Write out all of the lines below without changing a word, and omit the pictures.

---------- Exercise data ----------

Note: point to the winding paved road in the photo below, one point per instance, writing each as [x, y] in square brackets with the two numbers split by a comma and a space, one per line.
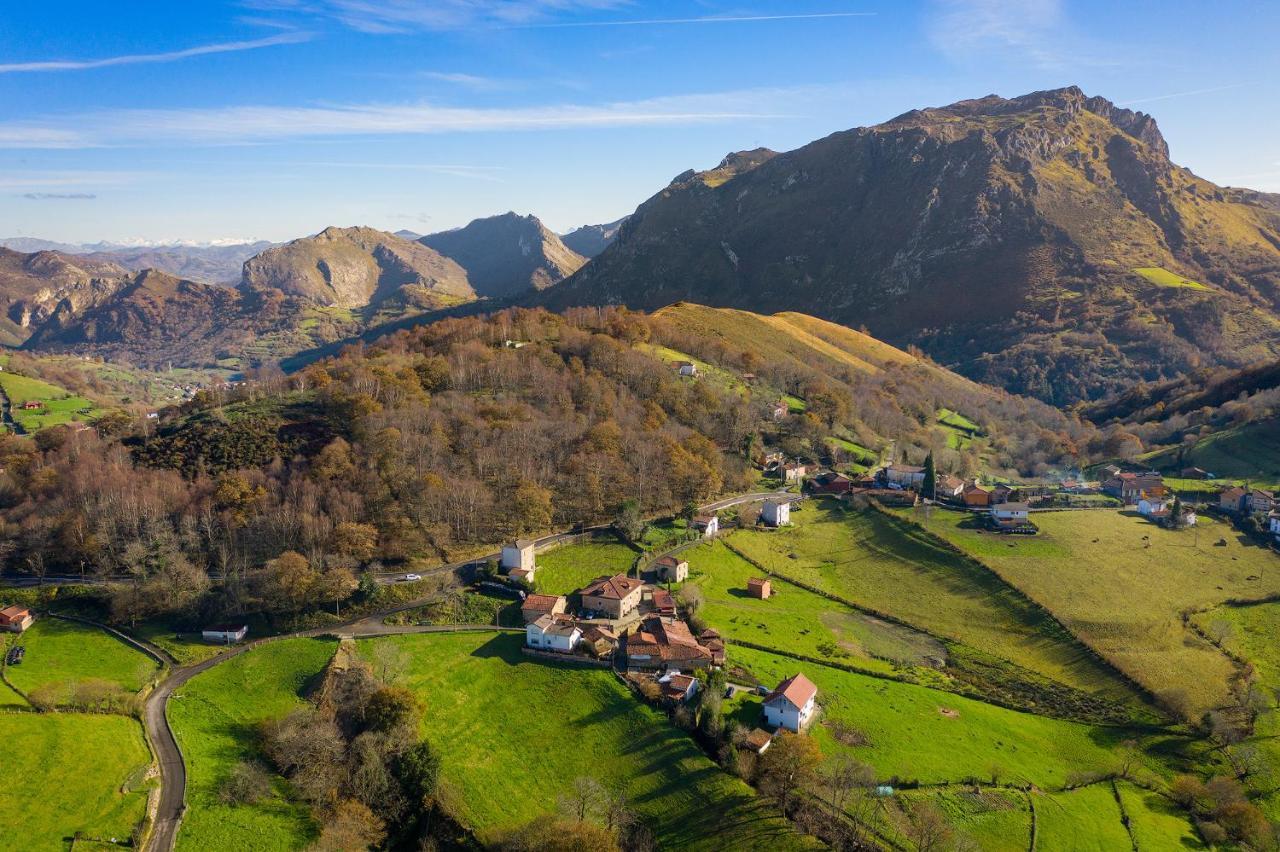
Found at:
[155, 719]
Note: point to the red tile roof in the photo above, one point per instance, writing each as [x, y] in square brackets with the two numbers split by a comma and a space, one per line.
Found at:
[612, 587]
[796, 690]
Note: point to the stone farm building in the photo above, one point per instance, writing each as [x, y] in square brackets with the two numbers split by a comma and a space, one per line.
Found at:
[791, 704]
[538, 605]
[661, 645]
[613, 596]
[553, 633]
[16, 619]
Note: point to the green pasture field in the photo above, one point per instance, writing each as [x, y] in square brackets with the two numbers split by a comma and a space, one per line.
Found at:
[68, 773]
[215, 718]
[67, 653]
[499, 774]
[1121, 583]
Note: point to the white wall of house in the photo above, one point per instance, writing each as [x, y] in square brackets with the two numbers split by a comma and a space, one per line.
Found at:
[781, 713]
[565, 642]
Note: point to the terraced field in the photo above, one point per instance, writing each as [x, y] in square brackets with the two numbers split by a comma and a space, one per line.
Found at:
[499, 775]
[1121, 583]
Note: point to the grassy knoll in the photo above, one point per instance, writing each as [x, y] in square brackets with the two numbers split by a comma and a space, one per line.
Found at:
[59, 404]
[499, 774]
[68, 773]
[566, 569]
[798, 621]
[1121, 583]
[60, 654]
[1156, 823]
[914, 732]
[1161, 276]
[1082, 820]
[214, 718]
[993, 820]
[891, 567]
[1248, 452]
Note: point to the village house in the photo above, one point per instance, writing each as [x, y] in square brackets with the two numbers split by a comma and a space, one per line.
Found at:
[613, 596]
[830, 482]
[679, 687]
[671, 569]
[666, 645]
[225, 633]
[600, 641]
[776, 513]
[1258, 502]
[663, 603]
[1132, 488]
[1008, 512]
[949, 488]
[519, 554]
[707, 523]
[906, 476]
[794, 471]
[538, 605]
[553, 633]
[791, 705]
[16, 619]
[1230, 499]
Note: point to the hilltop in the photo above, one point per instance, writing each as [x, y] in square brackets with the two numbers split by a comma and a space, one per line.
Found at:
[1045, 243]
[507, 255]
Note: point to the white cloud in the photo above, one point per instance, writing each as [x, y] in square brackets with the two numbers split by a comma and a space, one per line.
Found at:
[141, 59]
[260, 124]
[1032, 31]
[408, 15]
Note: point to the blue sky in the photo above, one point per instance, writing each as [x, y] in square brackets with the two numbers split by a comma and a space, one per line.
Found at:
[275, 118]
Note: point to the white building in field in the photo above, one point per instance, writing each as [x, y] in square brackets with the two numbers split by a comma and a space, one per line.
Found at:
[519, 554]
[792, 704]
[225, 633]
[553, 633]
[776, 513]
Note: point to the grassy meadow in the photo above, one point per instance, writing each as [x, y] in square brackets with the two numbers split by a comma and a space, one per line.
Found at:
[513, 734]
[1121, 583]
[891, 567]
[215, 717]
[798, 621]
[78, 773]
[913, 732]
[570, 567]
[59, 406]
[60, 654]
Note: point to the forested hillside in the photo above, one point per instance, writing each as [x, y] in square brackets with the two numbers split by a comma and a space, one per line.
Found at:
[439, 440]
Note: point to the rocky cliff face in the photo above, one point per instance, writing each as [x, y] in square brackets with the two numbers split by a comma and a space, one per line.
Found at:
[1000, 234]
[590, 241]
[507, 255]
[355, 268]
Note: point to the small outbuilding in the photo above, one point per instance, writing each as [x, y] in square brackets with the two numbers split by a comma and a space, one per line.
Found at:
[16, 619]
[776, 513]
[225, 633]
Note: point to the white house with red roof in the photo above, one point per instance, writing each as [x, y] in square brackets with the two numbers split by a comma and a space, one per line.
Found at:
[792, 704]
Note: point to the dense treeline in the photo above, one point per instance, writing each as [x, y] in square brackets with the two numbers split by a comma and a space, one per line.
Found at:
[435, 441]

----------

Exercise output:
Note: point to the winding paved road in the photo below, one point per instance, writing each as [x, y] in square brackets with the two numbers split by a comma and a space, one per line.
Found at:
[155, 719]
Note: point to the red tile roof in the photo above, one point per instance, writing each as [x, y] in square brackets with the two numbers split by a comma and a space, one per line.
Found at:
[612, 587]
[796, 690]
Note: point to the stone farm building in the photo above, one point per instance, writing each as [x, y] in square brackets with the two numbers split by a comma and a space, one per line.
Found at:
[791, 704]
[538, 605]
[661, 645]
[613, 596]
[553, 633]
[16, 619]
Note: point to the green pasture field in the photo above, one point per instance, writing each as [x, y] in square brackets with the two numbers split by a comma and a space, one per line.
Found at:
[68, 773]
[215, 718]
[67, 653]
[499, 774]
[1121, 583]
Note: point to the white wall of house in the photo above, one point per instance, writing each as [x, y] in square brackets with the two numbers split by a comma and a space, one per line.
Found at:
[781, 713]
[565, 642]
Note: point to the terraced field in the photo above, one point per instance, writing each as [x, y] in square brackets with the two numbers split by a comma and a space, one per line.
Found at:
[499, 775]
[1121, 583]
Note: point to the grassy knoll in the photo above, one point per instance, writing each as [x, y] in square brackets with the two numbers split by a comma and a space, one per line.
Found at:
[59, 404]
[499, 774]
[68, 773]
[566, 569]
[798, 621]
[1121, 583]
[60, 654]
[1156, 823]
[914, 732]
[1161, 276]
[1082, 820]
[214, 718]
[993, 820]
[891, 567]
[1248, 452]
Note: point to the village house in the photo above, one point per instance, writing each as [x, y] in square brackets with the two numbers split by a comma and a space, one per line.
Found at:
[613, 596]
[830, 482]
[679, 687]
[671, 569]
[666, 645]
[225, 633]
[600, 641]
[776, 513]
[1258, 502]
[663, 603]
[1132, 488]
[1008, 512]
[949, 488]
[519, 554]
[707, 523]
[906, 476]
[794, 471]
[538, 605]
[553, 633]
[791, 705]
[16, 619]
[1230, 499]
Note: point to the hilltop in the photo above, one point per instance, writing each as [x, y] in square brackets with the two numbers split by a comma and a space, one per line.
Found at:
[1045, 243]
[507, 255]
Note: point to the white cloud in the photo above, one point per instance, writing each as [x, y] in square brackets with the two numbers split by a comma and a space, one per line.
Found at:
[141, 59]
[260, 124]
[1032, 31]
[408, 15]
Note: point to the blue sky in the photo above, one point per instance, writing each as [x, y] in square brackets with the two numbers split by a comma and a space, one per line.
Found at:
[275, 118]
Note: point to the white building in field in the photo above, one point per instance, writing each as [x, y] in square brackets with the two numbers split by a comma and a space, one per line.
Found at:
[519, 554]
[792, 704]
[225, 633]
[553, 633]
[776, 513]
Note: point to the grassy meadow in the photo above, one point per instance, writing each as [x, y] in square brackets with the two numbers split by a comma and a space, one per line.
Found at:
[513, 734]
[1121, 583]
[891, 567]
[215, 717]
[798, 621]
[78, 773]
[913, 732]
[570, 567]
[59, 406]
[60, 654]
Note: point to the forested hillside in the photo above, one point per instance, writing each as [x, y] in square brackets with the two numbers split by a comma and a space, one per line.
Found at:
[439, 440]
Note: point to the rocky cliff face in the photo above, one point per instance, writing each as [x, y] in square brackets with the two numbers split by a comma and a space, one per line.
Found at:
[1000, 234]
[590, 241]
[507, 255]
[355, 268]
Note: point to the small outbuilding in the photo above, one point per instance, writing each as [x, y] in square brackets with the two numbers split by a comma and a space, one per line.
Found at:
[16, 619]
[776, 513]
[225, 633]
Note: point to the white house with red roof in the photo above, one point per instance, writing each as [x, y] in square brackets with the two numbers split by a comma and a space, one per line.
Found at:
[792, 704]
Note: point to the dense treeline in the photo above, one point per instance, writing each as [x, y] in square brackets with the two numbers split by a comma and a space, one per line.
Found at:
[435, 441]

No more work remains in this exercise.